[Opening Dataset records section]

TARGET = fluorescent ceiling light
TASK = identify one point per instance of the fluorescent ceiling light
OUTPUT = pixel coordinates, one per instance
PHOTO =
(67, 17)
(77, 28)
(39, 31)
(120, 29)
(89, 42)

[Closing Dataset records section]

### Try it
Repeat the data precisely, reproducing every entry.

### Your response
TARGET = fluorescent ceiling light
TASK = identify one point per instance of the fluorescent ceiling light
OUTPUT = pixel coordinates, one per instance
PHOTO =
(67, 17)
(77, 28)
(39, 31)
(120, 29)
(89, 42)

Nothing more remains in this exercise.